START DATA LISTING

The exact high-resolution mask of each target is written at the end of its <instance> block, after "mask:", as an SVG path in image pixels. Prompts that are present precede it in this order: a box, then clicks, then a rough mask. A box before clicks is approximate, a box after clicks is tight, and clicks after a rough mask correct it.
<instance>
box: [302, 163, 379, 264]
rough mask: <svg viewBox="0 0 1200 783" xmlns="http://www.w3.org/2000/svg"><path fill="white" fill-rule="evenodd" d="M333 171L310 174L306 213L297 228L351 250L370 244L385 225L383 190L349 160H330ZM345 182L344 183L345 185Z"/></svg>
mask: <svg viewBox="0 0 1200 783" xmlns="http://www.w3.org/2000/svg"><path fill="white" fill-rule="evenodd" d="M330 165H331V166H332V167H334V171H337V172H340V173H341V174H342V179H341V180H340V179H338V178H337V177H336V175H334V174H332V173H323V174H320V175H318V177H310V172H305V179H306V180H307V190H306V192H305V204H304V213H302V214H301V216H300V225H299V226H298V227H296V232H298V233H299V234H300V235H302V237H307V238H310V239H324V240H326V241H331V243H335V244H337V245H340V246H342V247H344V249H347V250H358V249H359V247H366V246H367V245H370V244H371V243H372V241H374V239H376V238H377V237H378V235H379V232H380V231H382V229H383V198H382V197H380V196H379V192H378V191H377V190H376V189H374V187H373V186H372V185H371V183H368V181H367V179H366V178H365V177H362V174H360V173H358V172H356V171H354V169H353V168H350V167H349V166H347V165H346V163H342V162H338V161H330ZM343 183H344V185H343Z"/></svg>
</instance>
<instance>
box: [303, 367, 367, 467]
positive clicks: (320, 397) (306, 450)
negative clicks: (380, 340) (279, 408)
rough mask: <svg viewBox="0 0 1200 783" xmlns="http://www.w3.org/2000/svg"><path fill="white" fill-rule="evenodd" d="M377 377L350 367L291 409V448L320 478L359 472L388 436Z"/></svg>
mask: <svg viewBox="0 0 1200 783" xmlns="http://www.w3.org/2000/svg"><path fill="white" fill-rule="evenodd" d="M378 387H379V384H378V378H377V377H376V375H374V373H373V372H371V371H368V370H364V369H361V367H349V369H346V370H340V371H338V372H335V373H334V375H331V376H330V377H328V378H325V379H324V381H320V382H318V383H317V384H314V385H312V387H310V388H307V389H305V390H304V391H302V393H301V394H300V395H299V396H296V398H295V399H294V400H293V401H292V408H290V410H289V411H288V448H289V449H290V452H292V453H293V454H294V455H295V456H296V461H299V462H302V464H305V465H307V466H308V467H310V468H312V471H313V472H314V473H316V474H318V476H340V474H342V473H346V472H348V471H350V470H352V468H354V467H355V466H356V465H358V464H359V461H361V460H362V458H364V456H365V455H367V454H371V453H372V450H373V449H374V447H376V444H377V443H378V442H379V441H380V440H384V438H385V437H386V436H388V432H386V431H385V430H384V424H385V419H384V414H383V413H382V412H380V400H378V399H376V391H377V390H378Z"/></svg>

END DATA LISTING

▶ **TASK BRIEF**:
Output the material above again in full, reproducing every line without any alteration.

▶ **ANSWER SECTION**:
The exact high-resolution mask of each target is written at the end of its <instance> block, after "mask:", as an SVG path in image pixels. Prompts that are present precede it in this order: a box, then clicks, then a rough mask. A box before clicks is approximate, a box after clicks is tight, and clicks after a rough mask correct it.
<instance>
box: [302, 163, 379, 264]
rough mask: <svg viewBox="0 0 1200 783" xmlns="http://www.w3.org/2000/svg"><path fill="white" fill-rule="evenodd" d="M333 171L310 174L306 213L297 228L351 250L370 244L385 225L383 190L349 160H330ZM345 182L344 183L345 185Z"/></svg>
mask: <svg viewBox="0 0 1200 783" xmlns="http://www.w3.org/2000/svg"><path fill="white" fill-rule="evenodd" d="M330 165H331V166H332V167H334V171H337V172H340V173H341V174H342V179H341V180H340V179H338V178H337V177H336V175H334V174H332V173H323V174H320V175H318V177H310V172H305V179H306V180H307V190H306V192H305V204H304V213H302V214H301V216H300V225H299V226H298V227H296V232H298V233H299V234H300V235H302V237H307V238H310V239H324V240H326V241H331V243H335V244H337V245H340V246H342V247H344V249H347V250H358V249H359V247H366V246H367V245H370V244H371V243H372V241H374V239H376V238H377V237H378V235H379V232H380V231H382V229H383V198H382V197H380V196H379V192H378V191H377V190H376V189H374V187H373V186H372V185H371V183H368V181H367V179H366V178H365V177H362V174H360V173H358V172H356V171H354V169H353V168H350V167H349V166H347V165H346V163H342V162H338V161H330ZM343 183H344V185H343Z"/></svg>
</instance>
<instance>
box: [303, 367, 367, 467]
positive clicks: (320, 397) (306, 450)
negative clicks: (380, 340) (279, 408)
rough mask: <svg viewBox="0 0 1200 783" xmlns="http://www.w3.org/2000/svg"><path fill="white" fill-rule="evenodd" d="M377 377L350 367L291 409V448L320 478L359 472L388 436Z"/></svg>
mask: <svg viewBox="0 0 1200 783" xmlns="http://www.w3.org/2000/svg"><path fill="white" fill-rule="evenodd" d="M378 387H379V384H378V378H377V377H376V375H374V373H373V372H371V371H368V370H364V369H361V367H349V369H346V370H340V371H338V372H335V373H334V375H331V376H330V377H328V378H325V379H324V381H320V382H318V383H317V384H314V385H312V387H310V388H307V389H305V390H304V391H302V393H301V394H300V395H299V396H296V398H295V399H294V400H293V401H292V408H290V410H289V411H288V448H289V449H290V452H292V453H293V454H294V455H295V456H296V461H299V462H302V464H305V465H307V466H308V467H310V468H312V471H313V472H314V473H316V474H318V476H340V474H342V473H346V472H348V471H350V470H352V468H354V467H355V466H356V465H358V464H359V461H361V460H362V458H364V456H365V455H367V454H371V453H372V450H373V449H374V447H376V444H377V443H378V442H379V441H380V440H384V438H385V437H386V436H388V432H386V431H385V430H384V424H385V419H384V414H383V413H382V412H380V400H378V399H376V391H377V390H378Z"/></svg>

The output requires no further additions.